Stored dataset items
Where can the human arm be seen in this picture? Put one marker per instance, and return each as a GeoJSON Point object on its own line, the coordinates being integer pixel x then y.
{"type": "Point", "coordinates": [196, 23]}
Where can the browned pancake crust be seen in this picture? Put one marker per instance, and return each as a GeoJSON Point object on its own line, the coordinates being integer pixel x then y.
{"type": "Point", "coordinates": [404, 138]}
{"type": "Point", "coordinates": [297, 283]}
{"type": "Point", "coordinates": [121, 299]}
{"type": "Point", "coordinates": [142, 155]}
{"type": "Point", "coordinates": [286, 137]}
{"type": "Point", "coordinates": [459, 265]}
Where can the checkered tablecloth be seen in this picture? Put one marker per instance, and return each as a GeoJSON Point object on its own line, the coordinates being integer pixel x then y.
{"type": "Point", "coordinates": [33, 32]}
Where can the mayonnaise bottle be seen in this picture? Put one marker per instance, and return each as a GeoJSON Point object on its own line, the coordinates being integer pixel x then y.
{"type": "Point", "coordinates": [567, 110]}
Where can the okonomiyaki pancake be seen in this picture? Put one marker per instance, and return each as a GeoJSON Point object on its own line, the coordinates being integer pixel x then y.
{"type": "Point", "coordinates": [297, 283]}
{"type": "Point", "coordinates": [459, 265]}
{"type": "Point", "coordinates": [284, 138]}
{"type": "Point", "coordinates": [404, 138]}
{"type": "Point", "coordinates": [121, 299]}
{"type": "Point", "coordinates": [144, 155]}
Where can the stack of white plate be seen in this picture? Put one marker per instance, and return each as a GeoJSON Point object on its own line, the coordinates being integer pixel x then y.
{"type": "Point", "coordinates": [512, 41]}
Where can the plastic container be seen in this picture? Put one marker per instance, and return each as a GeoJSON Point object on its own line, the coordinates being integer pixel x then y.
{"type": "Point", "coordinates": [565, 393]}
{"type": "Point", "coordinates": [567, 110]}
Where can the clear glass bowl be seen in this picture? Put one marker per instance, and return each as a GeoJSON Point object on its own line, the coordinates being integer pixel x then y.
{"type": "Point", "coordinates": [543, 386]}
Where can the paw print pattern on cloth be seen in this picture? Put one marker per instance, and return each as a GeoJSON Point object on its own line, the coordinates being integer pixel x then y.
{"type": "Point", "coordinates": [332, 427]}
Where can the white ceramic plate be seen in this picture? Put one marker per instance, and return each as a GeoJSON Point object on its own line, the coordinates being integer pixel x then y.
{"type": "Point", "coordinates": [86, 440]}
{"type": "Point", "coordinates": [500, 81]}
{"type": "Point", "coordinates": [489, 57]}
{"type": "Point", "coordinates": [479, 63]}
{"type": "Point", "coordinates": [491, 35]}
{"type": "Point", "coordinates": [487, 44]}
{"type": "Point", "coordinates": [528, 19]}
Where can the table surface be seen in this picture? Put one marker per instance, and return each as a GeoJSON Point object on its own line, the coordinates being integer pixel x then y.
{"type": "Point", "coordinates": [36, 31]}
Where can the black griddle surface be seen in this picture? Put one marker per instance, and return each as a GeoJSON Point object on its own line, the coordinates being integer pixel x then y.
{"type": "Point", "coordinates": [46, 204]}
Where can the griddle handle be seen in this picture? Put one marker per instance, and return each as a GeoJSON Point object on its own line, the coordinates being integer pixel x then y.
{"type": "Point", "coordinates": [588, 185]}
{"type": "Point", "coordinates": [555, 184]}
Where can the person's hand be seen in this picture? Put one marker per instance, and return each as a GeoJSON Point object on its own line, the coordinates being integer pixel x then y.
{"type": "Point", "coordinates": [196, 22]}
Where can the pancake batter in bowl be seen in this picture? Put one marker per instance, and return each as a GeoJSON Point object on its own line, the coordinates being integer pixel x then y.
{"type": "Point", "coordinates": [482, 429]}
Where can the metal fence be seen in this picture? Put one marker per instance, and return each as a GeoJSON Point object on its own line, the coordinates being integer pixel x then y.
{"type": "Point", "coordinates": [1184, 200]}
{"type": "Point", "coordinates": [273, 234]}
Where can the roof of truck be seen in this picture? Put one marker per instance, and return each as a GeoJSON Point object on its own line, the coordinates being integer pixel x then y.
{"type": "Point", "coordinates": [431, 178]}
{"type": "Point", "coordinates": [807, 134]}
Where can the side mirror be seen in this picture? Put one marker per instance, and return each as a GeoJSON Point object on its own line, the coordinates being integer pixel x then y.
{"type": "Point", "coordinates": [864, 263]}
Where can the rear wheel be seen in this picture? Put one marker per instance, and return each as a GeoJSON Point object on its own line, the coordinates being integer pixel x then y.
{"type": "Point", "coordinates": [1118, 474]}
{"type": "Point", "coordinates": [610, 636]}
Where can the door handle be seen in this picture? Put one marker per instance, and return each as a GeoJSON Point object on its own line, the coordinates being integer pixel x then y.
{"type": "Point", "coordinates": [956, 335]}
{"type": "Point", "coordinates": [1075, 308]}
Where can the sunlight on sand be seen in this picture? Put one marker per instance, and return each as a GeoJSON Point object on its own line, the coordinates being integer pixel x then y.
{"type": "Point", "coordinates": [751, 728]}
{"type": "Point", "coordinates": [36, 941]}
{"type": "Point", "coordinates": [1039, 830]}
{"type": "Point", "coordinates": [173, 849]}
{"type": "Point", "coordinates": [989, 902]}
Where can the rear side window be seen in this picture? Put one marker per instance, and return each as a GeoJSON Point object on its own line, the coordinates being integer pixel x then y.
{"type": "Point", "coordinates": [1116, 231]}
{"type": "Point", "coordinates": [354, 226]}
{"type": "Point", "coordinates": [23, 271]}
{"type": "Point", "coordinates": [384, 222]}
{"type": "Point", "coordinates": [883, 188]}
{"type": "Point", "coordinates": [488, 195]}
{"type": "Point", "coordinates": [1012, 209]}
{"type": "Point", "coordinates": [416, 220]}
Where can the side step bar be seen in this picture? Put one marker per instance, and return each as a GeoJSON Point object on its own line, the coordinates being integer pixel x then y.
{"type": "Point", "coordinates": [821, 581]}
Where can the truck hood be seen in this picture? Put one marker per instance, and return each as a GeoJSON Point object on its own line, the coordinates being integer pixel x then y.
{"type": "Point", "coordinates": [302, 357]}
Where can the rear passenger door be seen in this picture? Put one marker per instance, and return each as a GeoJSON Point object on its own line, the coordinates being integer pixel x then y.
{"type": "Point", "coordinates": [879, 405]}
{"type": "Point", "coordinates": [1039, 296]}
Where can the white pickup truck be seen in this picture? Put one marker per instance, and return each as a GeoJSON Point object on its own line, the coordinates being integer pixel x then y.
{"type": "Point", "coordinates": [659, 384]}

Task requirements: Using the listing above, reproduce each line without omission.

Written response:
Where can the human arm be seen in this picture? Put one marker per instance, and return each as a GeoJSON Point object on its own line, the coordinates being integer pixel x then y.
{"type": "Point", "coordinates": [196, 23]}
Where can the browned pancake crust be seen in this picture? Put one marker per instance, and return each as a GeoJSON Point object on its own line, the coordinates being integer pixel x then y.
{"type": "Point", "coordinates": [404, 138]}
{"type": "Point", "coordinates": [297, 283]}
{"type": "Point", "coordinates": [121, 299]}
{"type": "Point", "coordinates": [142, 155]}
{"type": "Point", "coordinates": [286, 137]}
{"type": "Point", "coordinates": [459, 265]}
Where can the checkered tablecloth be seen in this picture? Put one marker per instance, and return each as a GeoJSON Point object on its own line, the coordinates being integer pixel x then y.
{"type": "Point", "coordinates": [33, 32]}
Where can the mayonnaise bottle be seen in this picture? Put one marker per instance, and return each as a GeoJSON Point object on its own line, the coordinates being integer pixel x then y.
{"type": "Point", "coordinates": [567, 110]}
Where can the okonomiyaki pancake be seen in this picture? Put one marker per instance, and return each as a GeoJSON Point object on its own line, the coordinates being integer pixel x then y.
{"type": "Point", "coordinates": [297, 283]}
{"type": "Point", "coordinates": [459, 265]}
{"type": "Point", "coordinates": [284, 138]}
{"type": "Point", "coordinates": [404, 138]}
{"type": "Point", "coordinates": [121, 299]}
{"type": "Point", "coordinates": [144, 155]}
Where can the stack of white plate be seen in this picture? Put one marker per instance, and return each as a GeoJSON Point object on its own line, the coordinates being integer pixel x then y.
{"type": "Point", "coordinates": [512, 41]}
Where can the plastic container be seen in this picture? Put one marker per instance, and return each as a GeoJSON Point object on its own line, the coordinates being integer pixel x then y.
{"type": "Point", "coordinates": [565, 393]}
{"type": "Point", "coordinates": [567, 110]}
Where can the clear glass bowl be seen in this picture? Put one marker per instance, and return each as a GeoJSON Point object on its own line, the coordinates being integer pixel x then y.
{"type": "Point", "coordinates": [543, 386]}
Where can the paw print pattern on cloth be seen in this picture? Put one marker per instance, and return each as a GeoJSON Point object on its own line, the coordinates being integer pixel x then y.
{"type": "Point", "coordinates": [332, 427]}
Where can the white ceramic plate be seen in this picture? Put one marker per instance, and return each as a GeoJSON Point object on its own line, the coordinates being integer pixel x then y.
{"type": "Point", "coordinates": [86, 440]}
{"type": "Point", "coordinates": [500, 81]}
{"type": "Point", "coordinates": [489, 57]}
{"type": "Point", "coordinates": [479, 63]}
{"type": "Point", "coordinates": [491, 35]}
{"type": "Point", "coordinates": [487, 44]}
{"type": "Point", "coordinates": [528, 19]}
Where can the table surface be seen in this picture? Put one marker per instance, and return each as a GeoJSON Point object on its own line, the coordinates being integer pixel x then y.
{"type": "Point", "coordinates": [36, 31]}
Where can the black griddle surface be seen in this picture? Put one marker per instance, and return each as a GeoJSON Point object on its own line, the coordinates being integer pixel x then y.
{"type": "Point", "coordinates": [46, 204]}
Where can the griddle handle be seen in this picture? Put one marker per instance, and return each as a GeoJSON Point object on its own line, the coordinates being integer pixel x then y.
{"type": "Point", "coordinates": [588, 185]}
{"type": "Point", "coordinates": [555, 184]}
Where can the person's hand be seen in this picture? Put one marker per instance, and return each as a GeoJSON Point object on its own line, the coordinates being integer pixel x then y.
{"type": "Point", "coordinates": [196, 22]}
Where can the pancake batter in bowl be seen in this picture? Put one marker per instance, and return each as a GeoJSON Point object on its own line, the coordinates being integer pixel x then y.
{"type": "Point", "coordinates": [482, 429]}
Where can the metal fence be seen in this picture? Put one marker per instance, and return each as a GeoJSON Point object on its own line, the coordinates being integer pixel x then y.
{"type": "Point", "coordinates": [1184, 200]}
{"type": "Point", "coordinates": [273, 234]}
Where can the roof of truck be seen in this picture? Put one marker per instance, and return each as a GeoJSON Point object on its own line, the coordinates being integer pixel x then y.
{"type": "Point", "coordinates": [431, 178]}
{"type": "Point", "coordinates": [807, 134]}
Where can the side mirror be seen in this picture? Put one marker per instance, and return each as a GeoJSON Point object on its own line, the coordinates being integer pixel x then y.
{"type": "Point", "coordinates": [864, 263]}
Where can the rear wheel be seen in this picture? Put one marker per instance, and return each as a GeoJSON Point object on its own line, the coordinates being integer pixel x then y.
{"type": "Point", "coordinates": [1118, 474]}
{"type": "Point", "coordinates": [610, 636]}
Where can the door handle be seen in this picture? Put one marker per instance, and return each as a GeoJSON Point object on its own line, the coordinates being integer pixel x then y.
{"type": "Point", "coordinates": [956, 335]}
{"type": "Point", "coordinates": [1075, 308]}
Where can the sunlight on sand be seen in this picture? Put one marker per instance, and return each as a GeoJSON Point object on its own line, the coordinates being integer pixel x then y.
{"type": "Point", "coordinates": [751, 728]}
{"type": "Point", "coordinates": [36, 941]}
{"type": "Point", "coordinates": [1039, 830]}
{"type": "Point", "coordinates": [173, 849]}
{"type": "Point", "coordinates": [989, 902]}
Where can the rear side window be seen in this picture? Put one marker per instance, and return each as a GeoJSON Point object on its own line, the coordinates being integer pixel x then y.
{"type": "Point", "coordinates": [1116, 231]}
{"type": "Point", "coordinates": [354, 226]}
{"type": "Point", "coordinates": [23, 271]}
{"type": "Point", "coordinates": [384, 222]}
{"type": "Point", "coordinates": [883, 188]}
{"type": "Point", "coordinates": [488, 195]}
{"type": "Point", "coordinates": [1012, 209]}
{"type": "Point", "coordinates": [416, 220]}
Where can the side step bar be seen in this picture? Put one marker per instance, and return each as a GeoJSON Point object on its own line, the coordinates being integer pixel x then y.
{"type": "Point", "coordinates": [821, 581]}
Where can the truck hood be seen in this picture? Put one marker per instance, and return each as a GeoJSON Point object on its own line, the coordinates being integer pixel x then y.
{"type": "Point", "coordinates": [302, 357]}
Where can the rear passenger door be seen in this picture? Put one marker per instance, and return each as a GeoJSON Point object on its own line, the coordinates being integer pixel x then y.
{"type": "Point", "coordinates": [879, 405]}
{"type": "Point", "coordinates": [1039, 296]}
Where can the white pickup truck be seen in this picture? Put one marker per instance, and return each as a GeoJSON Point object on its own line, the coordinates being integer pixel x then y.
{"type": "Point", "coordinates": [659, 384]}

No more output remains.